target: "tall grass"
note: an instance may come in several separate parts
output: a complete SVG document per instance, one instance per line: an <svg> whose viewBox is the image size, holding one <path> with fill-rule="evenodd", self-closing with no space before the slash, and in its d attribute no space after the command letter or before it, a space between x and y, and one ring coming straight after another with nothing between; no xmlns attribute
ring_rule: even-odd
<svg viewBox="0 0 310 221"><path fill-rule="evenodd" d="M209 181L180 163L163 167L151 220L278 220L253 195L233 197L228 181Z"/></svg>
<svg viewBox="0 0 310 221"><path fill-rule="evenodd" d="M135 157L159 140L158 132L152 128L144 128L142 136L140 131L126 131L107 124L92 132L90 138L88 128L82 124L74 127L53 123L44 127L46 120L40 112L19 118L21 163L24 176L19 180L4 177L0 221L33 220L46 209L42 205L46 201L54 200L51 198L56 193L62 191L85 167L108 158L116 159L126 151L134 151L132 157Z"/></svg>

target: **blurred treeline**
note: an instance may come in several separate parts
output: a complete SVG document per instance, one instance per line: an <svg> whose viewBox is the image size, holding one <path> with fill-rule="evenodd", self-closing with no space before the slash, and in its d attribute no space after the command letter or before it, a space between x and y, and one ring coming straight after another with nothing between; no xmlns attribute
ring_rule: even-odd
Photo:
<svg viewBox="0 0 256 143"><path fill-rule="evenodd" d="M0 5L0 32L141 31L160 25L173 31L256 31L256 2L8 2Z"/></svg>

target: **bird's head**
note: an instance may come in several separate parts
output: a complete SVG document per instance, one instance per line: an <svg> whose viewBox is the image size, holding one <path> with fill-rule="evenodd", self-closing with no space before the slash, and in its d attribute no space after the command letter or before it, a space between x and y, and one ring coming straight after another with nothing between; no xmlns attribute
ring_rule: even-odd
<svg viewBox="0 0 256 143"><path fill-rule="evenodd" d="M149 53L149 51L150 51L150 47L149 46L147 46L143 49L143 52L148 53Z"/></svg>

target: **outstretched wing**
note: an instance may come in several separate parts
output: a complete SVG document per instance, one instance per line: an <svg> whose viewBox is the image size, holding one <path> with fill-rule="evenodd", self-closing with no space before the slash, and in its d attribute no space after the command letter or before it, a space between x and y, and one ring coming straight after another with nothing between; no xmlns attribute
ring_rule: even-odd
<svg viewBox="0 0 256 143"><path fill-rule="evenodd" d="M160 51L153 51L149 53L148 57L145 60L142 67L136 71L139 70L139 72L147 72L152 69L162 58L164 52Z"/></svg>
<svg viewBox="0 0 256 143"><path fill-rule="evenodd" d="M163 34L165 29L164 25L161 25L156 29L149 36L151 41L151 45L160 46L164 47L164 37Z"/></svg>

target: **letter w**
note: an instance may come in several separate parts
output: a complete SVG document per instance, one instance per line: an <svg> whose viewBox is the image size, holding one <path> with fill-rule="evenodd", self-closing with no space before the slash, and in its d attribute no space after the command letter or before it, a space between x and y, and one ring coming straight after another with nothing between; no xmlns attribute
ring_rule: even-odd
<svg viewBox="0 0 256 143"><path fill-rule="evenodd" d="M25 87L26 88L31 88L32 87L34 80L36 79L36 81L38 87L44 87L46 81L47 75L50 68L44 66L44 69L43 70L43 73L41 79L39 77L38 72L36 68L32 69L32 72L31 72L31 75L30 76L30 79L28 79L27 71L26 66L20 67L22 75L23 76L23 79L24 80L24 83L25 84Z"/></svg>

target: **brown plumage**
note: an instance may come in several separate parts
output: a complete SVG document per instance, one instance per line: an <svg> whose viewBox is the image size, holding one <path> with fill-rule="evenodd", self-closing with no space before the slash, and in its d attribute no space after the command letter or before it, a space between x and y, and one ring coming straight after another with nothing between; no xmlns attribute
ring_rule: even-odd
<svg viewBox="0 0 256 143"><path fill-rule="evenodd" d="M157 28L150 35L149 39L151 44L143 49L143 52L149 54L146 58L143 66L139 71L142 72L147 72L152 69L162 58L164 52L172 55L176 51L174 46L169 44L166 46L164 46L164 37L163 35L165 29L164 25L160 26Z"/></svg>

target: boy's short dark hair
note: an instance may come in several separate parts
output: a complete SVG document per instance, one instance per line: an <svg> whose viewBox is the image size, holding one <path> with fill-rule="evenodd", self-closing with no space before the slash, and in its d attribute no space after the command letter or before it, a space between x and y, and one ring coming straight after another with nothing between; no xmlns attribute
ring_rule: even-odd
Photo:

⁂

▶ Directions
Rewrite all of the material above as a numbered list, leaving out the blank lines.

▶ The response
1. target: "tall grass"
2. note: an instance may come in several separate parts
3. output: a complete SVG document per instance, one instance per line: an <svg> whose viewBox is the image size, holding one <path> with fill-rule="evenodd", self-closing with no space before the slash, and in its d attribute no space after the command letter or before it, a space between x and y, and one ring coming straight after another with nothing between; no xmlns attribute
4. ring_rule: even-odd
5. <svg viewBox="0 0 310 221"><path fill-rule="evenodd" d="M209 181L180 163L163 167L151 220L278 220L253 195L233 197L228 181Z"/></svg>
6. <svg viewBox="0 0 310 221"><path fill-rule="evenodd" d="M135 157L159 140L158 132L152 128L144 128L142 136L140 131L126 131L107 124L92 132L90 138L88 128L82 124L74 127L53 123L44 127L46 120L40 112L19 118L21 163L24 176L19 180L4 177L0 221L33 220L46 209L42 205L46 201L54 200L51 198L56 193L62 191L85 167L108 158L116 159L126 151L134 151L132 157Z"/></svg>
7. target: **blurred treeline**
8. note: an instance may come in several separate parts
9. output: a complete SVG document per instance, one instance per line: an <svg> whose viewBox is the image size, holding one <path> with fill-rule="evenodd", self-closing with no space before the slash, and in its d attribute no space after the command letter or before it, a space between x and y, and one ring coming straight after another with nothing between; no xmlns attribute
10. ring_rule: even-odd
11. Photo:
12. <svg viewBox="0 0 256 143"><path fill-rule="evenodd" d="M0 5L0 32L141 31L160 25L173 31L256 31L256 2L8 2Z"/></svg>
13. target: **bird's head**
14. note: an instance may come in several separate parts
15. output: a complete SVG document per instance, one instance per line: an <svg> whose viewBox is the image size, holding one <path> with fill-rule="evenodd", self-closing with no space before the slash, and in its d attribute no space after the command letter or before it, a space between x and y, and one ring coming straight after another with nothing between; no xmlns attribute
16. ring_rule: even-odd
17. <svg viewBox="0 0 256 143"><path fill-rule="evenodd" d="M149 53L149 51L150 51L150 47L149 46L147 46L143 49L143 52L148 53Z"/></svg>
18. target: **outstretched wing**
19. note: an instance may come in several separate parts
20. output: a complete SVG document per instance, one instance per line: an <svg> whose viewBox is the image size, holding one <path> with fill-rule="evenodd", self-closing with no space before the slash, and in its d attribute no space after the command letter or before it, a space between x and y, and one ring coming straight after another with nothing between; no xmlns attribute
21. ring_rule: even-odd
22. <svg viewBox="0 0 256 143"><path fill-rule="evenodd" d="M160 51L153 51L149 53L148 57L145 60L142 67L136 71L139 70L139 72L147 72L152 69L162 58L164 52Z"/></svg>
23. <svg viewBox="0 0 256 143"><path fill-rule="evenodd" d="M163 34L165 29L164 25L161 25L156 29L149 36L151 41L151 45L160 46L164 47L164 37Z"/></svg>
24. target: **letter w**
25. note: an instance may come in several separate parts
26. output: a complete SVG document per instance, one instance per line: an <svg> whose viewBox is the image size, holding one <path> with fill-rule="evenodd", self-closing with no space before the slash, and in its d attribute no space after the command letter or before it, a space between x and y, and one ring coming straight after another with nothing between; no xmlns attribute
27. ring_rule: even-odd
28. <svg viewBox="0 0 256 143"><path fill-rule="evenodd" d="M25 87L26 88L31 88L32 87L34 80L36 79L36 81L38 87L44 87L46 81L47 75L50 68L44 66L44 69L43 70L43 73L41 79L39 77L38 72L36 68L32 69L32 72L31 72L31 75L30 76L30 79L28 79L27 71L26 66L20 67L22 75L23 76L23 79L24 80L24 83L25 84Z"/></svg>
29. target: **brown plumage**
30. note: an instance may come in several separate parts
31. output: a complete SVG document per instance, one instance per line: an <svg> whose viewBox is the image size, holding one <path> with fill-rule="evenodd", self-closing with no space before the slash, and in its d attribute no space after the command letter or before it, a space between x and y, and one ring coming straight after another with nothing between; no xmlns attribute
32. ring_rule: even-odd
33. <svg viewBox="0 0 256 143"><path fill-rule="evenodd" d="M157 28L150 35L149 39L151 44L143 49L143 52L149 54L146 58L143 66L139 71L142 72L147 72L152 69L162 58L164 52L172 55L176 51L174 46L169 44L166 46L164 46L164 37L163 35L165 29L164 25L160 26Z"/></svg>
34. target: boy's short dark hair
35. note: an instance may come in several separate parts
36. output: a complete SVG document per instance, one instance per line: an <svg> whose viewBox is the image size, holding one <path> with fill-rule="evenodd", self-closing with no space before the slash, and in its d attribute no space after the command letter or before it, a space between x and y, and one ring coming straight after another with nothing between; no xmlns attribute
37. ring_rule: even-odd
38. Photo:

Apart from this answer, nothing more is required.